[RAW DATA]
--- --- ---

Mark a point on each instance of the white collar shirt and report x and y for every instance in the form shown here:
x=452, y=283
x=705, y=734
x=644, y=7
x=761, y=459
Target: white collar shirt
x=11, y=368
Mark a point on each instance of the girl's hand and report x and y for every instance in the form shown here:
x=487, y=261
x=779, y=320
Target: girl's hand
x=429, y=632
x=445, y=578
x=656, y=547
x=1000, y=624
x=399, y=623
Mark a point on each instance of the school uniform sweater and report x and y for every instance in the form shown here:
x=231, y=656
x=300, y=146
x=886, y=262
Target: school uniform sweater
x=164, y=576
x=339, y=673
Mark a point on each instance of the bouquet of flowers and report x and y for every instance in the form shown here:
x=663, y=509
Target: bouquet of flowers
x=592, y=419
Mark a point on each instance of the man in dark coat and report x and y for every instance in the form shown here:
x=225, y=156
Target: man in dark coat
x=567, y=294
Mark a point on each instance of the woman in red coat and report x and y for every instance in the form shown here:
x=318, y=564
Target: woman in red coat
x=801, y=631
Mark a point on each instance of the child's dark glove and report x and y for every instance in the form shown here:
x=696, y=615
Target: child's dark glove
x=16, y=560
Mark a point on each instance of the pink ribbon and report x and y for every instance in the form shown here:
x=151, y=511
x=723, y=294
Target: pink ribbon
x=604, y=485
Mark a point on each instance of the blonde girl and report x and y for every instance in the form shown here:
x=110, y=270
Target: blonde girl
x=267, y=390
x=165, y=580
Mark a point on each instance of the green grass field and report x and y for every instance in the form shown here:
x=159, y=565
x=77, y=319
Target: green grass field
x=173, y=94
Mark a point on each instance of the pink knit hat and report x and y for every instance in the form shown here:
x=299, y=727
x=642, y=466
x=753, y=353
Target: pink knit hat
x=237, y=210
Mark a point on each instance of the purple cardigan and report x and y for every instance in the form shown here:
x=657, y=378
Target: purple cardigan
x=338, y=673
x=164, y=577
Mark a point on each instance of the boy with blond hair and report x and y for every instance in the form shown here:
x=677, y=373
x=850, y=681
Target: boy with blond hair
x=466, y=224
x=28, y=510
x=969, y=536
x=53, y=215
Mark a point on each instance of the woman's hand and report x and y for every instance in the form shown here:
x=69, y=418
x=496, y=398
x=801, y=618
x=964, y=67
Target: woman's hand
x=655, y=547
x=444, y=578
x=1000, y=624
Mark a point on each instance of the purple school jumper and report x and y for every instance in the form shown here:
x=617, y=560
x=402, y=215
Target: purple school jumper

--- --- ---

[PROBLEM DESCRIPTION] Can you reproduce the listing from the line that contains "Mark a point on each instance of the girl's" through the line that contains "x=399, y=623", changing "girl's hand" to "child's hand" and keeping everything else the same?

[ANSWER TO THE EXERCISE]
Mark a point on each instance of the child's hand and report x and y for every instance in the form shown here:
x=487, y=261
x=779, y=320
Target: child's hand
x=429, y=632
x=445, y=578
x=656, y=547
x=1000, y=624
x=399, y=623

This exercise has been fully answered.